Exercise input
● ● ● ● ●

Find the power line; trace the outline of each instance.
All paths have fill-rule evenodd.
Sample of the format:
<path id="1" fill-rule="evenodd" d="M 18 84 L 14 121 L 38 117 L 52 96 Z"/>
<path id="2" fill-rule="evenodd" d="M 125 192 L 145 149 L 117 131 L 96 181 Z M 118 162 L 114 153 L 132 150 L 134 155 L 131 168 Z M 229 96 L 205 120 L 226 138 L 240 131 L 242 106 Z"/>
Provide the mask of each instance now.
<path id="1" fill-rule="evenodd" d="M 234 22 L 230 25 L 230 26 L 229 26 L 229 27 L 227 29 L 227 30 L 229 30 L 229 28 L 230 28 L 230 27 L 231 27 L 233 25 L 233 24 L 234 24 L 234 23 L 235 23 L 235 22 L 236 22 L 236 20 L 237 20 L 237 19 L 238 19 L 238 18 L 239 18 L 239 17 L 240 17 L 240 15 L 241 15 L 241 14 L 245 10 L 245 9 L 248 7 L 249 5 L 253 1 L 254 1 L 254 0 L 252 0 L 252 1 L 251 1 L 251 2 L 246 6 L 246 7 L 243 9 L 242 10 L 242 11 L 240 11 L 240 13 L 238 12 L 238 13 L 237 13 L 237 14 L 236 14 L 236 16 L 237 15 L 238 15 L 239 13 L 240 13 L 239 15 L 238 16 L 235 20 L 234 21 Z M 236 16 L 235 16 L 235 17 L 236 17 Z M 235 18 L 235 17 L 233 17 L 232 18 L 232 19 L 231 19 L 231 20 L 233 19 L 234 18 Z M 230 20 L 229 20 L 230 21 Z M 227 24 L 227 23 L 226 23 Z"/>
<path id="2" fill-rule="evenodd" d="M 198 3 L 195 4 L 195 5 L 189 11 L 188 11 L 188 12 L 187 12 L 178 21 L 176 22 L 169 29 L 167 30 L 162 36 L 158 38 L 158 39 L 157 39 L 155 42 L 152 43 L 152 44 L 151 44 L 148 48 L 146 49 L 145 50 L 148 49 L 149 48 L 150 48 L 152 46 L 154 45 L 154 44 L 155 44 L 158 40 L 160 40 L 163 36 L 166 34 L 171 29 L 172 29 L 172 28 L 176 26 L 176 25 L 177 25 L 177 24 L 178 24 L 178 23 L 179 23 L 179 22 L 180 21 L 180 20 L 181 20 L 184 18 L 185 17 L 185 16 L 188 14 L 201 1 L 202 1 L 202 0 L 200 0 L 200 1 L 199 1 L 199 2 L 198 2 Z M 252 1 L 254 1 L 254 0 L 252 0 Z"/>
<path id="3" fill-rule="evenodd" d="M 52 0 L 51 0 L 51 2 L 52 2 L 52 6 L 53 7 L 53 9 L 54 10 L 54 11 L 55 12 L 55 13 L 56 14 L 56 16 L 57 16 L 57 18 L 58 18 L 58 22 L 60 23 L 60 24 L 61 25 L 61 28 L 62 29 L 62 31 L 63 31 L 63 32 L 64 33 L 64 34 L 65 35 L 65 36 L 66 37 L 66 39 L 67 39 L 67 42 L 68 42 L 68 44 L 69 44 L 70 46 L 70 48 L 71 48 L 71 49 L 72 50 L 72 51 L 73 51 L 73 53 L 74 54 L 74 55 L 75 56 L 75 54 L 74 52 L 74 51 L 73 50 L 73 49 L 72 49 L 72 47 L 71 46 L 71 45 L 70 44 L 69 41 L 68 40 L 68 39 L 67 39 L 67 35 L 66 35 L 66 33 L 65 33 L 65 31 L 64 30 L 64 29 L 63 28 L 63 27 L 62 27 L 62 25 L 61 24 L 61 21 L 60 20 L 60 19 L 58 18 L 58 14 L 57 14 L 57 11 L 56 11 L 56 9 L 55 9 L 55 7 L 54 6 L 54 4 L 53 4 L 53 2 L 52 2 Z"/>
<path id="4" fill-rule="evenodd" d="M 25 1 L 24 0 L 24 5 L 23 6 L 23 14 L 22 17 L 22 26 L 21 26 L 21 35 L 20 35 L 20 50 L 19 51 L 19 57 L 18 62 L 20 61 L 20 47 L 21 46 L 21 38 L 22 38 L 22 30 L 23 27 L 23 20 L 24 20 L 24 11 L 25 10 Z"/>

● ● ● ● ●

Given instruction
Render all of the material above as a Markdown table with the columns Row and Text, giving each line its own numbered row and leaving out blank lines.

Answer to the task
| Row | Text |
|---|---|
| 1 | Find the power line; trace the outline of each instance. |
| 2 | All paths have fill-rule evenodd. |
| 3 | Sample of the format: |
| 4 | <path id="1" fill-rule="evenodd" d="M 18 84 L 14 121 L 38 117 L 52 96 Z"/> |
| 5 | <path id="2" fill-rule="evenodd" d="M 125 192 L 145 149 L 117 131 L 96 181 Z M 118 162 L 114 153 L 132 150 L 134 155 L 131 168 Z M 229 96 L 205 120 L 226 138 L 240 131 L 242 106 Z"/> |
| 6 | Provide the mask of each instance now. |
| 7 | <path id="1" fill-rule="evenodd" d="M 234 22 L 230 25 L 230 26 L 229 26 L 229 27 L 227 29 L 227 30 L 229 30 L 229 28 L 230 28 L 230 27 L 231 27 L 233 25 L 233 24 L 234 24 L 234 23 L 235 23 L 235 22 L 236 22 L 236 20 L 237 20 L 237 19 L 238 19 L 238 18 L 239 18 L 239 17 L 240 17 L 240 15 L 241 15 L 241 14 L 245 10 L 245 9 L 248 7 L 249 5 L 253 1 L 254 1 L 254 0 L 252 0 L 252 1 L 251 1 L 251 2 L 246 6 L 246 7 L 243 9 L 242 10 L 242 11 L 240 11 L 240 13 L 238 12 L 238 13 L 237 13 L 237 14 L 236 14 L 236 16 L 237 15 L 238 15 L 239 13 L 240 13 L 239 15 L 238 16 L 235 20 L 234 21 Z M 236 16 L 235 16 L 235 17 L 236 17 Z M 235 18 L 235 17 L 233 17 L 232 18 L 232 19 L 231 19 L 231 20 L 233 19 L 234 18 Z M 230 20 L 229 20 L 230 21 Z M 227 24 L 227 23 L 226 23 Z"/> |
| 8 | <path id="2" fill-rule="evenodd" d="M 198 3 L 195 4 L 195 5 L 189 11 L 188 11 L 188 12 L 187 12 L 178 21 L 176 22 L 169 29 L 167 30 L 162 36 L 158 38 L 158 39 L 157 39 L 155 42 L 152 43 L 152 44 L 151 44 L 148 48 L 146 49 L 145 50 L 148 49 L 149 48 L 150 48 L 152 46 L 154 45 L 154 44 L 155 44 L 158 40 L 160 40 L 163 36 L 166 34 L 171 29 L 172 29 L 172 28 L 176 26 L 176 25 L 177 25 L 177 24 L 178 24 L 178 23 L 179 23 L 179 22 L 180 21 L 180 20 L 181 20 L 184 18 L 185 17 L 185 16 L 188 14 L 201 1 L 202 1 L 202 0 L 200 0 L 200 1 L 199 1 L 199 2 L 198 2 Z M 252 1 L 254 1 L 254 0 L 252 0 Z"/> |
| 9 | <path id="3" fill-rule="evenodd" d="M 52 0 L 51 0 L 51 2 L 52 2 L 52 6 L 53 7 L 53 9 L 54 10 L 54 11 L 55 12 L 55 13 L 56 14 L 56 16 L 57 16 L 57 18 L 58 18 L 58 22 L 60 23 L 60 24 L 61 25 L 61 28 L 62 29 L 62 31 L 63 31 L 63 32 L 64 33 L 64 34 L 65 35 L 65 36 L 66 37 L 66 39 L 67 39 L 67 42 L 68 42 L 68 44 L 69 44 L 70 46 L 70 48 L 71 48 L 71 49 L 72 50 L 72 51 L 73 51 L 73 53 L 74 54 L 74 55 L 75 56 L 75 54 L 74 52 L 74 51 L 73 50 L 73 49 L 72 49 L 72 47 L 71 46 L 71 45 L 70 44 L 69 41 L 68 40 L 68 39 L 67 39 L 67 35 L 66 35 L 66 33 L 65 33 L 65 31 L 64 30 L 64 29 L 63 28 L 63 27 L 62 27 L 62 25 L 61 24 L 61 21 L 60 20 L 60 19 L 58 18 L 58 14 L 57 14 L 57 11 L 56 11 L 56 9 L 55 9 L 55 7 L 54 6 L 54 4 L 53 4 L 53 2 L 52 2 Z"/> |
| 10 | <path id="4" fill-rule="evenodd" d="M 25 1 L 24 0 L 24 5 L 23 6 L 23 14 L 22 17 L 22 26 L 21 26 L 21 35 L 20 35 L 20 50 L 19 51 L 19 57 L 18 62 L 20 61 L 20 47 L 21 46 L 21 38 L 22 38 L 22 30 L 23 27 L 23 20 L 24 20 L 24 11 L 25 10 Z"/> |